### [DESCRIPTION OF THE TASK]
Search the data for the string "target" and copy each line in which it appears.

[[ WORKING DATA, beginning ]]

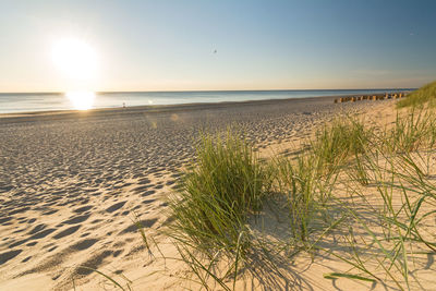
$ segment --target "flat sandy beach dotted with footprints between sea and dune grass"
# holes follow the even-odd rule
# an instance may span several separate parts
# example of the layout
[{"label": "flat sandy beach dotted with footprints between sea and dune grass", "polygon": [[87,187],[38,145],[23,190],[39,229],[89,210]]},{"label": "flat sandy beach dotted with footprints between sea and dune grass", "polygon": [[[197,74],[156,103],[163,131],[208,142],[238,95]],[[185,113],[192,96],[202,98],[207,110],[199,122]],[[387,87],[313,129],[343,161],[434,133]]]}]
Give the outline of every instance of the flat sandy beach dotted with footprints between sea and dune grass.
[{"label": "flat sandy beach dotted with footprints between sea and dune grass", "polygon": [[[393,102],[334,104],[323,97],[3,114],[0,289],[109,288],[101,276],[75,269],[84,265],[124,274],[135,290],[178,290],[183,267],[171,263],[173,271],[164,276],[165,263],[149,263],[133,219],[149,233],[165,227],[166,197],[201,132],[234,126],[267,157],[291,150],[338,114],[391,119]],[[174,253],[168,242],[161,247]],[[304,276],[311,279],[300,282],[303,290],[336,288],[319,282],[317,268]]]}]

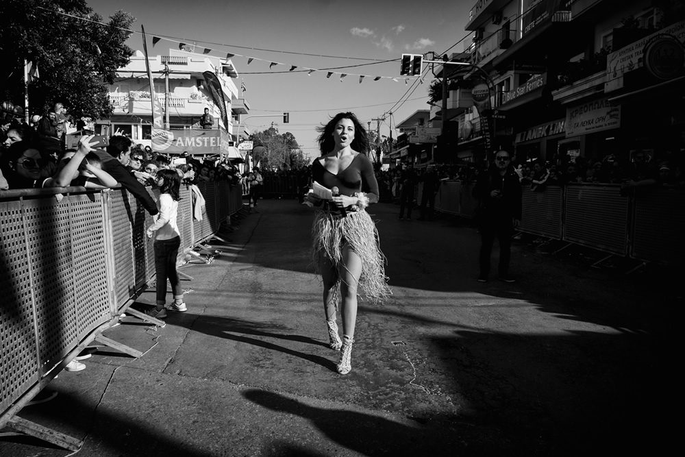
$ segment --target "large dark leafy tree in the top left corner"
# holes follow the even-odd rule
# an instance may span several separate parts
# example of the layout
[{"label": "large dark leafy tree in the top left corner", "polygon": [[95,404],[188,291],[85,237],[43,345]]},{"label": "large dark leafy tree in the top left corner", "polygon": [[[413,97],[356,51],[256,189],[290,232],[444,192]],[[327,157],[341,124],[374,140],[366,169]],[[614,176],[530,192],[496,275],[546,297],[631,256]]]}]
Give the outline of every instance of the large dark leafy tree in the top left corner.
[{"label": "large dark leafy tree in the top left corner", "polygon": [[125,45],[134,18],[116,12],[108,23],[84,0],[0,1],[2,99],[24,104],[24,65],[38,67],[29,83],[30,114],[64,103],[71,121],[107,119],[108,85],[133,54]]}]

[[ WORKING DATA, end ]]
[[ WORKING DATA, beginning ]]

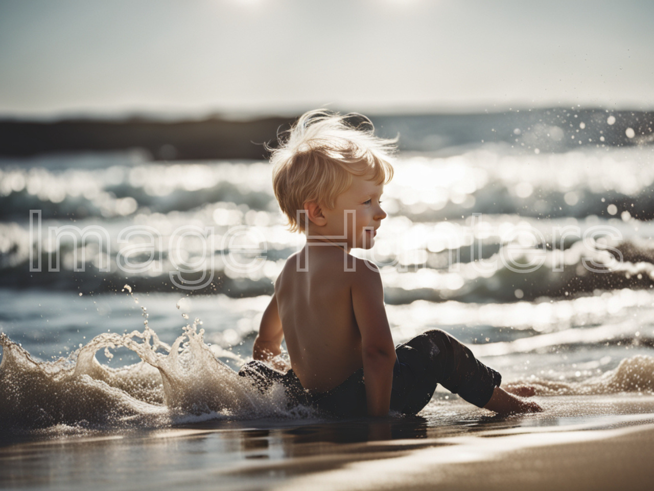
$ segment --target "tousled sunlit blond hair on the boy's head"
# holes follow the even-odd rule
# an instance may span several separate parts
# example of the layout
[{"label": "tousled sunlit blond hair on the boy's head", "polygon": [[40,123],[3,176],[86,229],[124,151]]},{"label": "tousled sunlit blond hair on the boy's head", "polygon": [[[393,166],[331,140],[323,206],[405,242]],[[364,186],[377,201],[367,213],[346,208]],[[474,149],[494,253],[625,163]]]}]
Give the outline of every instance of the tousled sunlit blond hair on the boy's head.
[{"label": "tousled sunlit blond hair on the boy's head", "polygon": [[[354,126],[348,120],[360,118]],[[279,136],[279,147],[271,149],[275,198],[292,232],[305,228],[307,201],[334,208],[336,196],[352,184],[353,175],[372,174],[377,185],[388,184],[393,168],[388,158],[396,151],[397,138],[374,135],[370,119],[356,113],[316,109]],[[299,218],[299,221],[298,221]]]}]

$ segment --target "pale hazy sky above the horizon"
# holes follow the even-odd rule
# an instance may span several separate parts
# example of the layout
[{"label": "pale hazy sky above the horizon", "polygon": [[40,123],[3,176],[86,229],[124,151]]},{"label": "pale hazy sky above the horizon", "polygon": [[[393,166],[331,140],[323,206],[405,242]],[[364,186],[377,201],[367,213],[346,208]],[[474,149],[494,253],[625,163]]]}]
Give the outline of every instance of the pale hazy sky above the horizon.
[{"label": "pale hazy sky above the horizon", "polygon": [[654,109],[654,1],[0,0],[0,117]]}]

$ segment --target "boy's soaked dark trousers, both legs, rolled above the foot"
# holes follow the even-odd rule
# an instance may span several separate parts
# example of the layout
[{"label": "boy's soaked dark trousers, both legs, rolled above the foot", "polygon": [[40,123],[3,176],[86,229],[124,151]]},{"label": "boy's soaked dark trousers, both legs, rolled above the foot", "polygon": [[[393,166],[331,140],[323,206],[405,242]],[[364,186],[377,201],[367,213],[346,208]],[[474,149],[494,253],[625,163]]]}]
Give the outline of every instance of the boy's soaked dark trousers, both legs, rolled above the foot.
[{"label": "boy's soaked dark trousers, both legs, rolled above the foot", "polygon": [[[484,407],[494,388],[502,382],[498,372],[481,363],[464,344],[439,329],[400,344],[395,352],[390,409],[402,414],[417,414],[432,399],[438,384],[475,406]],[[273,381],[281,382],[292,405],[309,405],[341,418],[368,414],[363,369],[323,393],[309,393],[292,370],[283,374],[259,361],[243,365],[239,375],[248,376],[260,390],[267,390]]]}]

[[ WORKING DATA, end ]]
[[ WORKING DATA, beginning ]]

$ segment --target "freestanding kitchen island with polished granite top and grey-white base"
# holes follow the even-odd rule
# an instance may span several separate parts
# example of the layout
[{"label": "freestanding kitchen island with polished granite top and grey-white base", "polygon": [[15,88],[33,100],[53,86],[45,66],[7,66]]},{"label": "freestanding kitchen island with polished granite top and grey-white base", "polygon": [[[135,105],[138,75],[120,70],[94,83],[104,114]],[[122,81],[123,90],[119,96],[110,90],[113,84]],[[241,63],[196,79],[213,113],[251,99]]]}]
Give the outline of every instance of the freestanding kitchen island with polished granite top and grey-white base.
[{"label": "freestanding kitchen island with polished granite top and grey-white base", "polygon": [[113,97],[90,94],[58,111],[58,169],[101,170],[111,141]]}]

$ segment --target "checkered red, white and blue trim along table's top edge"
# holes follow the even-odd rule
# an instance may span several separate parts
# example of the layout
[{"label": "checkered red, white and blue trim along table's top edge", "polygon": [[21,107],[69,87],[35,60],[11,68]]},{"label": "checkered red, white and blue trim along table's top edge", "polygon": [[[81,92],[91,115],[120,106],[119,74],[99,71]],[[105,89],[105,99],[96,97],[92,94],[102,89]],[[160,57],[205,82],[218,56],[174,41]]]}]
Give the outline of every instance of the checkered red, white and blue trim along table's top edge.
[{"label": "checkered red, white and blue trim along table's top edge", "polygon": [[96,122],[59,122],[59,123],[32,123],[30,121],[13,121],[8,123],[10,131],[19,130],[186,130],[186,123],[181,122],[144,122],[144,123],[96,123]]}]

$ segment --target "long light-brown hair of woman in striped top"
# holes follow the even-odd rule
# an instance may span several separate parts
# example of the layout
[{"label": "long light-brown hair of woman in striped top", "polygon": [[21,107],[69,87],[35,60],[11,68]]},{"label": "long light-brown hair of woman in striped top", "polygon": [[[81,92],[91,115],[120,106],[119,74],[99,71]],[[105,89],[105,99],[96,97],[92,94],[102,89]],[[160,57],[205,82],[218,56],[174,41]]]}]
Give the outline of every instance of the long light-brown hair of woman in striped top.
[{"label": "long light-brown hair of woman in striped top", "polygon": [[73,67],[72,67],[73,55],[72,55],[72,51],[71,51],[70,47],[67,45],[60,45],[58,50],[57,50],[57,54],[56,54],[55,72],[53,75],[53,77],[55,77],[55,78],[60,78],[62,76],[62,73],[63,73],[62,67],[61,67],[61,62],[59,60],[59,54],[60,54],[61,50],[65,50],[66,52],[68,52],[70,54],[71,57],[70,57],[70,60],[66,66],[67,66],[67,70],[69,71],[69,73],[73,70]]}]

[[ WORKING DATA, end ]]

### [EXERCISE RESPONSE]
$ segment --target "flat sandy beach dotted with footprints between sea and dune grass"
$ segment --target "large dark leafy tree in the top left corner"
$ segment --target "tousled sunlit blond hair on the boy's head"
$ segment --target "pale hazy sky above the horizon"
$ segment --target "boy's soaked dark trousers, both legs, rolled above the foot"
$ segment --target "freestanding kitchen island with polished granite top and grey-white base"
$ segment --target "checkered red, white and blue trim along table's top edge"
$ segment --target "long light-brown hair of woman in striped top"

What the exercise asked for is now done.